*Описание задачи*:
Измените строки, начиная со строки с "Where can the hillside" и заканчивая строкой с "Target: hillside": замените в них "hillside" на "slope", а всё остальное оставьте как есть. Картинки в ответ не включайте.

*Сохранённые данные*:
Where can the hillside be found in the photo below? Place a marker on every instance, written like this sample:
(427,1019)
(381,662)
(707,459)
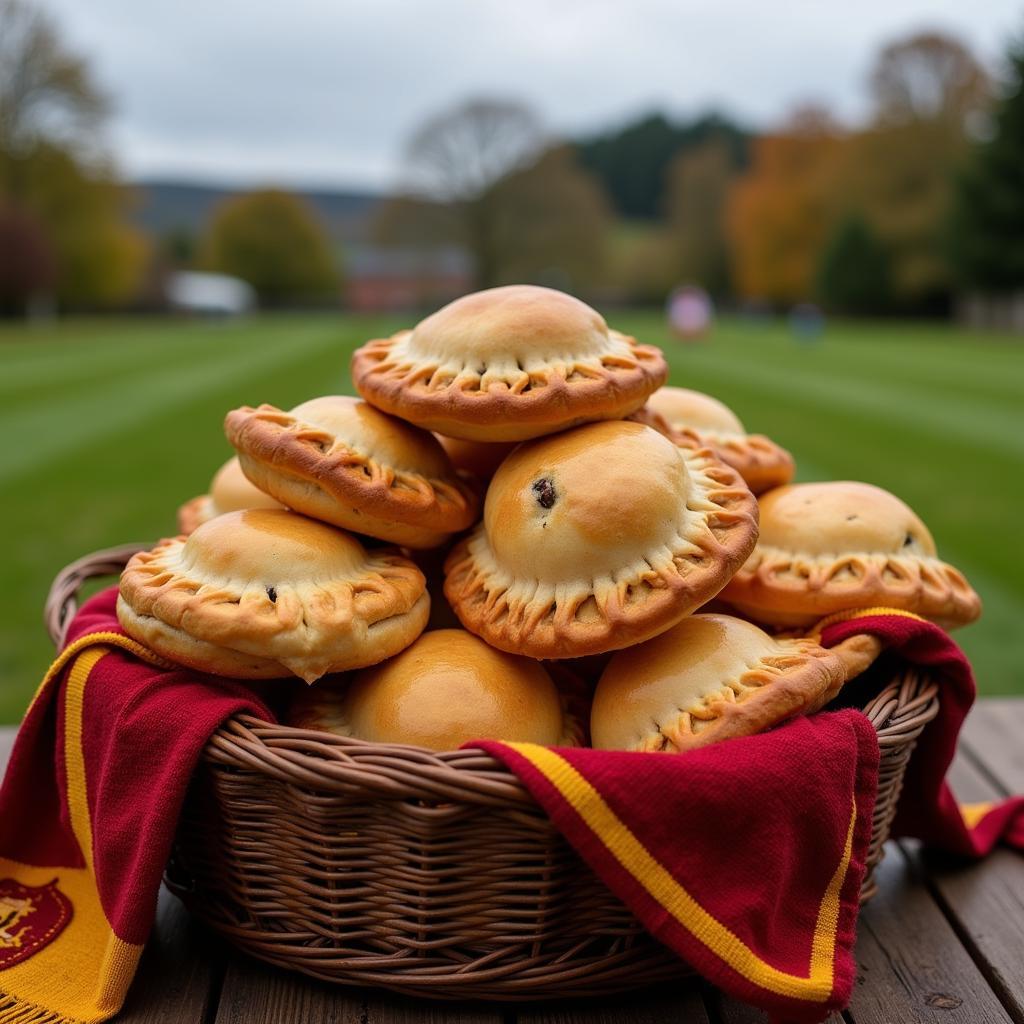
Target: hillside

--

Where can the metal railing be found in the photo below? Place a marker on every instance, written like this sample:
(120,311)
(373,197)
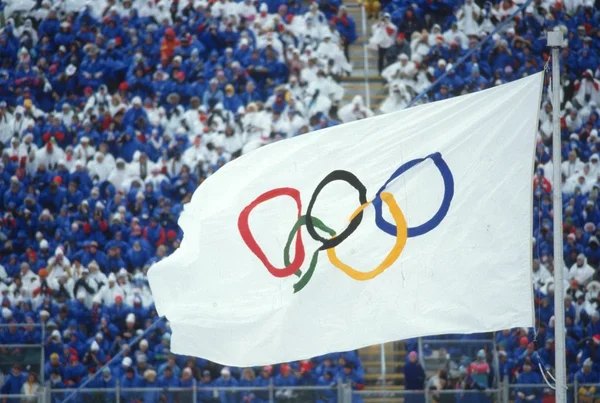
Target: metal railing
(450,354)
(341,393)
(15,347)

---

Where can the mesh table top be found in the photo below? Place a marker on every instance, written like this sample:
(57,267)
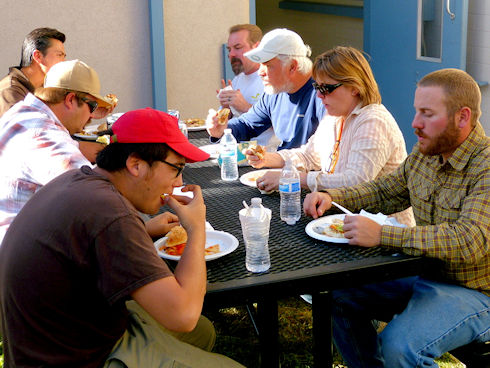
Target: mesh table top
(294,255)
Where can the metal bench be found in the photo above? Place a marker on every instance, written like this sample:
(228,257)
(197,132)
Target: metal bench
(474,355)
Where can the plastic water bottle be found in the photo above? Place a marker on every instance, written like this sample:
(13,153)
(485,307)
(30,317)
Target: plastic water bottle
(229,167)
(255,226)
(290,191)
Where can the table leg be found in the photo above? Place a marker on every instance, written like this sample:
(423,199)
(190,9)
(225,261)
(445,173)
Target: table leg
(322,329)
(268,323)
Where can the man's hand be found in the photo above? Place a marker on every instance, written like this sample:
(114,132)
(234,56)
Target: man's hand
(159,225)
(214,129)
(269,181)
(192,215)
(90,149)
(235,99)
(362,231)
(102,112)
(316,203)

*Результат задания*:
Where can the slope be found in the photo below? Place a marker on every instance, written like this sample:
(427,1019)
(381,662)
(707,459)
Target: slope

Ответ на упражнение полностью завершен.